## Problem requirements:
Set down, word for word, the stretch of lines from the one containing "point: lake -- one" to the end of the records below.

## Dataset content:
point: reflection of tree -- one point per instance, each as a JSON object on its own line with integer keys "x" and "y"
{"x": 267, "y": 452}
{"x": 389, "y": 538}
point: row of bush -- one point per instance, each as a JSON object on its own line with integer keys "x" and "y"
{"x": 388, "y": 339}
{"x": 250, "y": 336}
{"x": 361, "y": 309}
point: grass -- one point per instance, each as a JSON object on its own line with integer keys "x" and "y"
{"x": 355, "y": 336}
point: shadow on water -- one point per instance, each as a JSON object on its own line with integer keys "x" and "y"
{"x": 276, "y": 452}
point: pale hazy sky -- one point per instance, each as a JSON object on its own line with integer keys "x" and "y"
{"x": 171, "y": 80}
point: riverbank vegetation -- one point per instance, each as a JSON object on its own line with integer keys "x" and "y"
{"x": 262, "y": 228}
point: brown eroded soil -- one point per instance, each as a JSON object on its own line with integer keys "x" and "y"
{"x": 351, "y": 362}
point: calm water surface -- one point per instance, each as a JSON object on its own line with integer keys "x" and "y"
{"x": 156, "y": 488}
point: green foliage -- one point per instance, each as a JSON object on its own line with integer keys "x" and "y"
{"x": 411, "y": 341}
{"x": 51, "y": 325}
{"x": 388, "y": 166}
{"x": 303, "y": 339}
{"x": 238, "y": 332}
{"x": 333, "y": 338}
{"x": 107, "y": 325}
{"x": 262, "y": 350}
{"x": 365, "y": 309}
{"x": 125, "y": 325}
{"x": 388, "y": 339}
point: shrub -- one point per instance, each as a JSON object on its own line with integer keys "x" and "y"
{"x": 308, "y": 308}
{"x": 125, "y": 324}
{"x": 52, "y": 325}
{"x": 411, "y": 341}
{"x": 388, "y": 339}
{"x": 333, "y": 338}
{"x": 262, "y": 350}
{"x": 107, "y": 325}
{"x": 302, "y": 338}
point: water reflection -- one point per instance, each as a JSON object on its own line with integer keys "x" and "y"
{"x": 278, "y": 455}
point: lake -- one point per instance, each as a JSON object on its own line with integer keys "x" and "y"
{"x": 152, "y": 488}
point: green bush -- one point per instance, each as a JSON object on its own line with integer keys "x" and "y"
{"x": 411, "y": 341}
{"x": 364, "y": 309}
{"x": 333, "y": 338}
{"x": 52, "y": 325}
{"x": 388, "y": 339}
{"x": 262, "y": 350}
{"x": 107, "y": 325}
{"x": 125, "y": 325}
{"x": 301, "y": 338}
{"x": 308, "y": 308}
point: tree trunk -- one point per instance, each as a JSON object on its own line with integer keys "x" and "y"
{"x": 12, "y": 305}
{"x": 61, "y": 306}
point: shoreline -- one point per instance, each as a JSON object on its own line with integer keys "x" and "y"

## Response to the task:
point: lake -- one point per instance, each as a JSON object on its own line with integer keys "x" and "y"
{"x": 152, "y": 488}
point: green bush -- one point per instance, each as a JSON object on its own line with integer keys "x" and "y"
{"x": 411, "y": 341}
{"x": 364, "y": 309}
{"x": 333, "y": 338}
{"x": 52, "y": 325}
{"x": 388, "y": 339}
{"x": 262, "y": 350}
{"x": 107, "y": 325}
{"x": 125, "y": 325}
{"x": 301, "y": 338}
{"x": 308, "y": 308}
point: tree trunk -- one point per instance, each as a JSON object on its own line with integer keys "x" and "y"
{"x": 12, "y": 305}
{"x": 61, "y": 306}
point: shoreline -- one point per instance, each as a JSON object on its own line with integer keys "x" and "y"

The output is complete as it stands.